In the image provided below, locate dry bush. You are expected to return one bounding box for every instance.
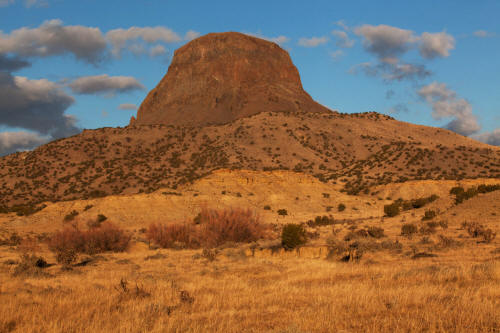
[146,223,196,249]
[147,207,265,249]
[462,222,496,243]
[198,207,264,247]
[13,254,49,277]
[401,223,418,238]
[48,222,131,263]
[367,226,385,238]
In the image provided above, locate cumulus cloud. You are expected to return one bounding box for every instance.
[298,36,328,47]
[0,19,107,64]
[0,131,50,155]
[106,26,181,57]
[388,103,409,114]
[331,30,354,48]
[472,129,500,146]
[353,24,455,83]
[0,54,30,72]
[118,103,137,110]
[419,32,455,59]
[354,24,416,63]
[68,74,144,95]
[418,82,480,136]
[149,44,166,57]
[0,72,79,139]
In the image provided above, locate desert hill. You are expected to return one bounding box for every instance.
[0,32,499,209]
[1,169,498,236]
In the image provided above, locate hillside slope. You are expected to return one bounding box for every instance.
[1,111,499,208]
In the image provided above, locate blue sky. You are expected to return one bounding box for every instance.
[0,0,499,155]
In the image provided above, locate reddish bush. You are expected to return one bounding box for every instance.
[146,223,197,248]
[147,207,265,249]
[48,222,131,259]
[198,207,264,247]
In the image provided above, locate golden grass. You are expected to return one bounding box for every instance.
[1,244,499,333]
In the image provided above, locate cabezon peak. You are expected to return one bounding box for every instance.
[134,32,332,127]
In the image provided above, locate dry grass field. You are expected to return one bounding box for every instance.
[0,174,499,332]
[0,244,499,332]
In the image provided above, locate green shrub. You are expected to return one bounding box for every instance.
[337,203,346,212]
[422,210,437,221]
[384,203,400,217]
[281,224,307,250]
[277,209,288,216]
[63,210,79,222]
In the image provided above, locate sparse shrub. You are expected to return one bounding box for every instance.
[198,208,264,247]
[281,223,307,250]
[148,207,264,249]
[422,210,437,221]
[263,205,271,210]
[201,248,217,261]
[306,215,335,227]
[462,222,496,243]
[367,226,385,238]
[277,209,288,216]
[337,203,346,212]
[401,223,418,238]
[384,202,400,217]
[63,210,79,222]
[97,214,107,223]
[83,205,93,211]
[147,223,195,249]
[436,235,462,249]
[343,229,369,241]
[48,222,131,260]
[13,254,49,277]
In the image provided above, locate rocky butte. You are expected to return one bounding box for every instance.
[133,32,332,127]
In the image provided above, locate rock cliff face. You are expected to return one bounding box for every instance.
[134,32,331,126]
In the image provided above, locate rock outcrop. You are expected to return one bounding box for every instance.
[134,32,331,126]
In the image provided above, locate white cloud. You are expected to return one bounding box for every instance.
[473,30,495,38]
[69,74,144,95]
[106,26,181,57]
[0,131,50,155]
[330,50,343,61]
[335,20,350,31]
[331,30,354,48]
[354,24,416,63]
[298,36,328,47]
[149,44,166,57]
[118,103,137,110]
[418,82,480,136]
[0,19,107,63]
[419,32,455,59]
[185,30,200,41]
[472,128,500,146]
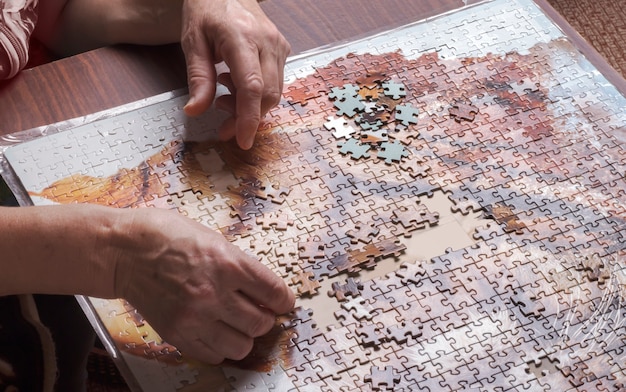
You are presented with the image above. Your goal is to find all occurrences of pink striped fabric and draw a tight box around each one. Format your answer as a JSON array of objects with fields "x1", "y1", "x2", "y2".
[{"x1": 0, "y1": 0, "x2": 39, "y2": 79}]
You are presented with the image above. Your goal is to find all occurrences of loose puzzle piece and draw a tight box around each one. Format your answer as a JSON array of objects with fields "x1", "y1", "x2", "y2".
[
  {"x1": 291, "y1": 271, "x2": 321, "y2": 297},
  {"x1": 2, "y1": 0, "x2": 626, "y2": 390},
  {"x1": 377, "y1": 140, "x2": 409, "y2": 164},
  {"x1": 323, "y1": 115, "x2": 356, "y2": 140},
  {"x1": 393, "y1": 104, "x2": 419, "y2": 126},
  {"x1": 448, "y1": 101, "x2": 480, "y2": 122},
  {"x1": 365, "y1": 365, "x2": 401, "y2": 391},
  {"x1": 328, "y1": 278, "x2": 363, "y2": 301},
  {"x1": 338, "y1": 138, "x2": 370, "y2": 160}
]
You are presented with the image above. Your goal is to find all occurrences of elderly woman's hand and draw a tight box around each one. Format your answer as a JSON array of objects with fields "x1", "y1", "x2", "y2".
[
  {"x1": 114, "y1": 208, "x2": 296, "y2": 364},
  {"x1": 181, "y1": 0, "x2": 290, "y2": 150}
]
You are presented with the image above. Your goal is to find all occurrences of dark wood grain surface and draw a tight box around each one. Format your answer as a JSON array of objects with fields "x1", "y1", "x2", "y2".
[
  {"x1": 0, "y1": 45, "x2": 187, "y2": 135},
  {"x1": 0, "y1": 0, "x2": 623, "y2": 136}
]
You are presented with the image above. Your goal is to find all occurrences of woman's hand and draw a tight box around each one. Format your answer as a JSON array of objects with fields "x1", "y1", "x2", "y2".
[
  {"x1": 180, "y1": 0, "x2": 290, "y2": 150},
  {"x1": 33, "y1": 0, "x2": 289, "y2": 151},
  {"x1": 113, "y1": 208, "x2": 295, "y2": 364}
]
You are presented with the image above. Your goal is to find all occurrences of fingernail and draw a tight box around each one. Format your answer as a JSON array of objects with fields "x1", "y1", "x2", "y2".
[
  {"x1": 238, "y1": 133, "x2": 253, "y2": 150},
  {"x1": 244, "y1": 135, "x2": 254, "y2": 150},
  {"x1": 245, "y1": 132, "x2": 256, "y2": 149},
  {"x1": 183, "y1": 96, "x2": 196, "y2": 114}
]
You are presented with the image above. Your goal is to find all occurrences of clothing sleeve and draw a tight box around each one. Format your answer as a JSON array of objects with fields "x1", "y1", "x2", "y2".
[{"x1": 0, "y1": 0, "x2": 39, "y2": 80}]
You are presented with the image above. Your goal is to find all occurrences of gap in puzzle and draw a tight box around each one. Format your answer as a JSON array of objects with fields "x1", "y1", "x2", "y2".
[{"x1": 2, "y1": 0, "x2": 625, "y2": 390}]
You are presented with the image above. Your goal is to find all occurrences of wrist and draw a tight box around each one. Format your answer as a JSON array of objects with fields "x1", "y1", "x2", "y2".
[
  {"x1": 107, "y1": 208, "x2": 170, "y2": 301},
  {"x1": 107, "y1": 0, "x2": 183, "y2": 46},
  {"x1": 0, "y1": 204, "x2": 122, "y2": 298},
  {"x1": 36, "y1": 0, "x2": 183, "y2": 57}
]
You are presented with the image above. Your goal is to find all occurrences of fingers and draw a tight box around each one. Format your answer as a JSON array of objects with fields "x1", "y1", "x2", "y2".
[
  {"x1": 119, "y1": 209, "x2": 295, "y2": 365},
  {"x1": 185, "y1": 253, "x2": 293, "y2": 363},
  {"x1": 219, "y1": 290, "x2": 277, "y2": 337},
  {"x1": 259, "y1": 44, "x2": 286, "y2": 115},
  {"x1": 215, "y1": 76, "x2": 237, "y2": 142},
  {"x1": 179, "y1": 0, "x2": 290, "y2": 149},
  {"x1": 221, "y1": 41, "x2": 265, "y2": 150},
  {"x1": 181, "y1": 28, "x2": 217, "y2": 117},
  {"x1": 215, "y1": 46, "x2": 287, "y2": 147},
  {"x1": 185, "y1": 321, "x2": 254, "y2": 364},
  {"x1": 235, "y1": 256, "x2": 296, "y2": 316}
]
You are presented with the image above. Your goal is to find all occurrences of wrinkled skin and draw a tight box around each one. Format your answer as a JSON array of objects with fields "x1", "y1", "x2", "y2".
[{"x1": 181, "y1": 0, "x2": 290, "y2": 149}]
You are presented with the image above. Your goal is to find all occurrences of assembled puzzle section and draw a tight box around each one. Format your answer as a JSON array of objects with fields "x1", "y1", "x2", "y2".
[{"x1": 2, "y1": 0, "x2": 626, "y2": 390}]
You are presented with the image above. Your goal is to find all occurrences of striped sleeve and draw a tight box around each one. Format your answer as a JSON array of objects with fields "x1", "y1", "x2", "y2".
[{"x1": 0, "y1": 0, "x2": 39, "y2": 80}]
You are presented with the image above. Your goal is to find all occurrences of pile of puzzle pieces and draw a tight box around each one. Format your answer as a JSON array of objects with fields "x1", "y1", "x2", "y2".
[{"x1": 226, "y1": 43, "x2": 625, "y2": 390}]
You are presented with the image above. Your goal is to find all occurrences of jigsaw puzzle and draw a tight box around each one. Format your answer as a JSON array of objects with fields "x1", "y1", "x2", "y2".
[{"x1": 1, "y1": 0, "x2": 625, "y2": 390}]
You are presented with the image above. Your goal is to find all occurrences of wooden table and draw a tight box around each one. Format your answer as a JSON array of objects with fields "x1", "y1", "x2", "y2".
[{"x1": 2, "y1": 0, "x2": 623, "y2": 136}]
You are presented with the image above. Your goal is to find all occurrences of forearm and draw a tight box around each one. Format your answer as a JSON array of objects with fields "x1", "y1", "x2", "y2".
[
  {"x1": 0, "y1": 204, "x2": 125, "y2": 298},
  {"x1": 34, "y1": 0, "x2": 183, "y2": 57}
]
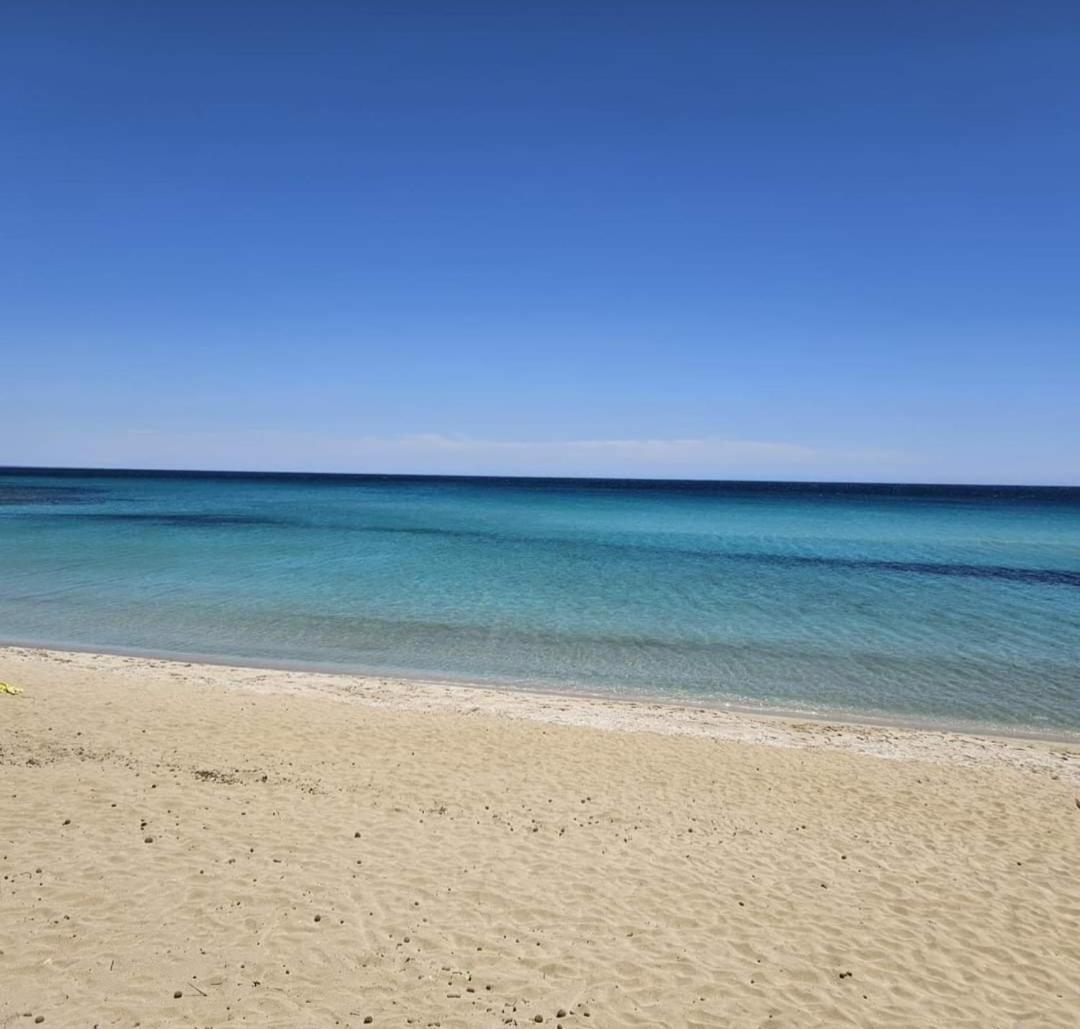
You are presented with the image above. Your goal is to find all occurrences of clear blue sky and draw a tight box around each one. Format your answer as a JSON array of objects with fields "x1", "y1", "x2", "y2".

========================================

Exercise goal:
In the listing, find the line with "occurrences of pile" and retype exactly from there through the last line, both included, leaving the pictures out.

Result for this task:
You are presented with the image above. Your goal is to find all occurrences of pile of puzzle pieces and draw a tight box around each one. Format your answer as a JSON array of objects with fields "x1", "y1", "x2", "y2".
[{"x1": 226, "y1": 43, "x2": 625, "y2": 390}]
You are presented with the image above. Your goal is to find all occurrences of jigsaw puzzle and draw a tight box around each one. Format your answer as a JSON array of objects with fields "x1", "y1", "x2", "y2".
[{"x1": 1, "y1": 0, "x2": 625, "y2": 390}]
You are presented with the image above. Your goal is to find all occurrences of wooden table and draw a tight box around each one. Format your answer as a JSON array of objects with fields "x1", "y1", "x2", "y2".
[{"x1": 2, "y1": 0, "x2": 623, "y2": 136}]
You are presented with the image above. Your goal is to find all occurrences of forearm and draw a tight box around each one. Format your answer as a JSON array of objects with fields "x1", "y1", "x2", "y2".
[
  {"x1": 0, "y1": 204, "x2": 125, "y2": 298},
  {"x1": 34, "y1": 0, "x2": 183, "y2": 57}
]
You are presented with the image above. Your goal is to find all occurrences of clear blue sky and draw a tight box around each one. Format your answer as a JSON array of objects with fields "x1", "y1", "x2", "y2".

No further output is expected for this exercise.